### Document excerpt
A lot of this I think comes down to some genuine weaknesses of what passes for a left in America. There's a sense that the One Big Moment will change everything--and the inevitable disappointment that follows. And it's a bit disturbing because in many ways it tends to cult of personality. So in 2008, lots of people tricked themselves into believing that Obama was an anti-interventionist social democrat (by studiously avoiding reading any of his platform), while Mark Morford was saying that he was a Light Worker. People swooned at his speeches, and at his election, people rejoiced that they were going to Change America for good. And then, he turned out to be a bog-standard Democrat, everyone lost interest or got all huffy, and the GOP rode to power in a historic wave election in 2010.

Records from a data collection
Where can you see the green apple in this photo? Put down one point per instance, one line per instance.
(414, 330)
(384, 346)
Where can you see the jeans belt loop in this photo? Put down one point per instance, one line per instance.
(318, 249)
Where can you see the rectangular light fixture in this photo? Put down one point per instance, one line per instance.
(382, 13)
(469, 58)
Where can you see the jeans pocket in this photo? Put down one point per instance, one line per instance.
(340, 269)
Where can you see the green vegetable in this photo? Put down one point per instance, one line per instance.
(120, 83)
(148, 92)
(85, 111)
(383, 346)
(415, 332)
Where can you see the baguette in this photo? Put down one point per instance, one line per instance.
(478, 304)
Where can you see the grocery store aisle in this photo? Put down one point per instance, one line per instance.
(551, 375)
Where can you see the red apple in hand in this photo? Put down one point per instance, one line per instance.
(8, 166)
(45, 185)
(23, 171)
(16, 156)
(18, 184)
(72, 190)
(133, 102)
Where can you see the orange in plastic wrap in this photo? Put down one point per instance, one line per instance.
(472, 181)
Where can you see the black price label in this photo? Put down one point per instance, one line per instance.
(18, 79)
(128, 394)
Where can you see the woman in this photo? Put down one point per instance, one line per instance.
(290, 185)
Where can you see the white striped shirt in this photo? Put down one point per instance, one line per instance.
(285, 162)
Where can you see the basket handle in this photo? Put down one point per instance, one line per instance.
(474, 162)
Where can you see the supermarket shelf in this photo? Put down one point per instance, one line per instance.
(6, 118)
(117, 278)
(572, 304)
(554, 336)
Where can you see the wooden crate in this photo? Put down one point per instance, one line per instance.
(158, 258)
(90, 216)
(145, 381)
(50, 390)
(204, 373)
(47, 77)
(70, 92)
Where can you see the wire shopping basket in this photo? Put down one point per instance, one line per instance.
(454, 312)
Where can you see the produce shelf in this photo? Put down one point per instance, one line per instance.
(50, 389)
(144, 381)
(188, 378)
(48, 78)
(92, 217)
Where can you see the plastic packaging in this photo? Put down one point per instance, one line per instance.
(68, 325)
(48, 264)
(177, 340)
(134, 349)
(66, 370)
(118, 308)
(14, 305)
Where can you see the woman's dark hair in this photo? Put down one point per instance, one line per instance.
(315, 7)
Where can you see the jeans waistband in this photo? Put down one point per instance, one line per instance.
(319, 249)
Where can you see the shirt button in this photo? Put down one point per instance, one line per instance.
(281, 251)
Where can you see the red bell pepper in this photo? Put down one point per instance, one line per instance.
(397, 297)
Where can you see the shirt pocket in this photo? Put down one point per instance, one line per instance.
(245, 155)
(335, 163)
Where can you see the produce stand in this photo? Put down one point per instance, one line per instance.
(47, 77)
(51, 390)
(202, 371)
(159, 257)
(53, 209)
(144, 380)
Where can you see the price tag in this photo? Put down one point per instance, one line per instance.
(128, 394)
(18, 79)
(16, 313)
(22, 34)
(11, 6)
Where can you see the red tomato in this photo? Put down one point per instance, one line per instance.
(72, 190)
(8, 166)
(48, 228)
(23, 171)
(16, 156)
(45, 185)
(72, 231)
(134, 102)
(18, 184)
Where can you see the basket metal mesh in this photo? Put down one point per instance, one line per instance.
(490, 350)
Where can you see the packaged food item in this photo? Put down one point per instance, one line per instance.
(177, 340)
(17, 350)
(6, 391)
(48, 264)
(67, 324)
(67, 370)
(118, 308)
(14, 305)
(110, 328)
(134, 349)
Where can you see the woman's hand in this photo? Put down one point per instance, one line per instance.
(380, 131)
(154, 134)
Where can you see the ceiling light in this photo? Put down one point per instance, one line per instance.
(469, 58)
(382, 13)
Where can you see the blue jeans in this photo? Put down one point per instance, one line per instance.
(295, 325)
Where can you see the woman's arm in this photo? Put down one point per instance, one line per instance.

### Written exercise 1
In the passage on the American left, what did Mark Morford say Obama was?
### Written exercise 2
List each description of Obama that the passage on the American left mentions.
### Written exercise 3
Write the next part of the passage on the American left, picking up after its final sentence.

### Task answer 1
A Light Worker.

### Task answer 2
- An anti-interventionist social democrat
- A Light Worker
- A bog-standard Democrat

### Task answer 3
And honestly, even without the cult of personality/fandom, there's still a sense that really, you need to have a big march and that'll change things. My suspicion of why this belief persists and thus leads to disappointment is that a lot of lefties have internalized the American myth of Vietnam that Hippies Stopped the War. And because they don't realize that the withdrawal from Vietnam was the rational decision made by a bunch of middle-aged guys with Byrlcreem, they figure that The Hippies did it with their protests. (Boomer self-aggrandizement and right-wing ressentiment together feed into this faulty historical memory.)

But the combination of believing that a Man of Destiny or one-time spectacle can change things means that there's a constant disappointment and befuddlement as to why Team R (which does the boring, unsexy legwork of building local organizations throughout the country) constantly punches above its weight.